* _REQUIREMENTS_:
Pull out every line of the entries below that contains the word "kind", matching case exactly.
━━━━━━
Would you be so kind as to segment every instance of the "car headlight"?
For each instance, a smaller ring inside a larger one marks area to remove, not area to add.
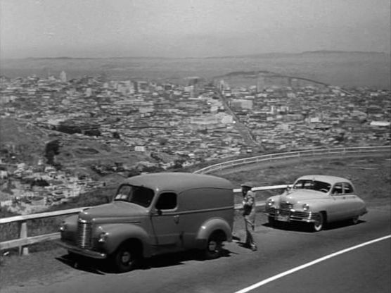
[[[108,233],[107,232],[101,232],[98,237],[98,242],[105,242],[106,241]]]
[[[65,221],[61,222],[60,224],[60,231],[64,232],[67,230],[67,223]]]

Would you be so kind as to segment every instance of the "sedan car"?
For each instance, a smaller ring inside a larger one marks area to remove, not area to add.
[[[350,220],[356,224],[367,213],[350,180],[318,175],[299,177],[282,194],[269,197],[265,209],[271,226],[278,222],[304,222],[314,231],[331,222]]]

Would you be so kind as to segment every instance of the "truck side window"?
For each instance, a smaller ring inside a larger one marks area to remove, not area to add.
[[[334,195],[342,194],[342,183],[337,183],[335,185],[334,185],[334,187],[333,188],[333,192],[331,193]]]
[[[158,210],[172,210],[177,207],[177,194],[173,192],[165,192],[160,194],[156,208]]]

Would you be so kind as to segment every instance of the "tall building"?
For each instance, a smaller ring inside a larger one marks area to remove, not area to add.
[[[61,71],[61,73],[60,73],[60,80],[63,82],[67,82],[67,74],[64,70]]]

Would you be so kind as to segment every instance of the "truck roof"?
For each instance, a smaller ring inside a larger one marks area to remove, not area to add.
[[[177,193],[186,189],[202,187],[233,189],[232,183],[226,179],[210,175],[182,172],[143,174],[131,177],[124,180],[122,183],[143,186],[157,192],[172,190]]]

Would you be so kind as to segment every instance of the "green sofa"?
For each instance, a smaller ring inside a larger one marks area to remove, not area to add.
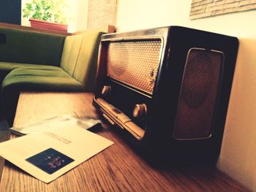
[[[1,111],[10,126],[20,91],[91,91],[106,28],[59,35],[0,26]],[[43,101],[42,101],[43,102]]]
━━━━━━
* _SOLVED PROBLEM_:
Would you be so kind as to segment every instance of the "car headlight"?
Would you be so kind as to segment every instance of the "sedan car"?
Would you be so kind as to segment every instance of the "truck side window"?
Would you be so kind as to segment every instance of the "tall building"?
Would you be so kind as to segment every instance of the "truck roof"?
Would you be so kind as to segment every instance of the "green sofa"?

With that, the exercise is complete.